■ **Entries shown**:
⟨

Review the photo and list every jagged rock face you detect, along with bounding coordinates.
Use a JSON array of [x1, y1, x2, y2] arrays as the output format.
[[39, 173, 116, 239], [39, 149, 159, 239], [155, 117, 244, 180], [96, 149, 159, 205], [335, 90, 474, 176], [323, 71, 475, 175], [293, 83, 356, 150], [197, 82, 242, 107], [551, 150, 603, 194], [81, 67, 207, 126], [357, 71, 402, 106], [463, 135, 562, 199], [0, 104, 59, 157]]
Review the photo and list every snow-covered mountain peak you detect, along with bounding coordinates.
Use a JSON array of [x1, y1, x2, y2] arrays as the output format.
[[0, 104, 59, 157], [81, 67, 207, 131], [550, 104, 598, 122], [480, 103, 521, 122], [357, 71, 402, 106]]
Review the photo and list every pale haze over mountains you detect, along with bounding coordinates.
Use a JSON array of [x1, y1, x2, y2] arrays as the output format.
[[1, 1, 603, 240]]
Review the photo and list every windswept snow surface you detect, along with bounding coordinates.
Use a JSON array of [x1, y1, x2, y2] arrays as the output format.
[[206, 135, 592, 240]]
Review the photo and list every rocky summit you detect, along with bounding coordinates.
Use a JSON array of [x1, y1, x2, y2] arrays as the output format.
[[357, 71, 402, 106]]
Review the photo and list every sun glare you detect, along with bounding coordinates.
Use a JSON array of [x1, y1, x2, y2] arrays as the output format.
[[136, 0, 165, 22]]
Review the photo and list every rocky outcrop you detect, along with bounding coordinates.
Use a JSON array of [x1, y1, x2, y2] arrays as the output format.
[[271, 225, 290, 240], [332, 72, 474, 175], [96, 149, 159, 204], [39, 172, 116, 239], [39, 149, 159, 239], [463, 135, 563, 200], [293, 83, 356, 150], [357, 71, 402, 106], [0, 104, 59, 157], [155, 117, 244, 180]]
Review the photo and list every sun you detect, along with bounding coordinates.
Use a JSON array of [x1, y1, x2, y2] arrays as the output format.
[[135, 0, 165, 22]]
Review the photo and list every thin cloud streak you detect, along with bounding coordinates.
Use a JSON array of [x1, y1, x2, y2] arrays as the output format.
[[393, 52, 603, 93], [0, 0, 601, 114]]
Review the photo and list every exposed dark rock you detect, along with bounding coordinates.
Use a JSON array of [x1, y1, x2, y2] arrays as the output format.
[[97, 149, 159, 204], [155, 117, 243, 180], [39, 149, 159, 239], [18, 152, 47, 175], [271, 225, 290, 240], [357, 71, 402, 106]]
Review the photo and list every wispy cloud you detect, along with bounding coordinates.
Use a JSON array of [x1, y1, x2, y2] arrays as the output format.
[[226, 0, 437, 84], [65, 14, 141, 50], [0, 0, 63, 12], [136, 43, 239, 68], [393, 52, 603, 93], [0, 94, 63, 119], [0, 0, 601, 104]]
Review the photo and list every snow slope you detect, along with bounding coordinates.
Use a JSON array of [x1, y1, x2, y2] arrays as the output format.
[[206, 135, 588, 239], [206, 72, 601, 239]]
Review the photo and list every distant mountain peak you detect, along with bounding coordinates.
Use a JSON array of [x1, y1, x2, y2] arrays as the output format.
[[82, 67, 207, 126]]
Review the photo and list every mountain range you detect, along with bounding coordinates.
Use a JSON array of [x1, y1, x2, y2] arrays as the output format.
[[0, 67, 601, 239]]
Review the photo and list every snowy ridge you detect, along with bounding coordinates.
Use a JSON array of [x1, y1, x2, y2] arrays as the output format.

⟩

■ **Instructions to follow**: Your answer should be every line from the material above in which the word "peak" appears.

■ **Solution**:
Review the photo and list every snow-covered mountain peak you detect, along with bounding coordinates.
Review the photo and list every distant mountain peak you detect, along with bounding coordinates.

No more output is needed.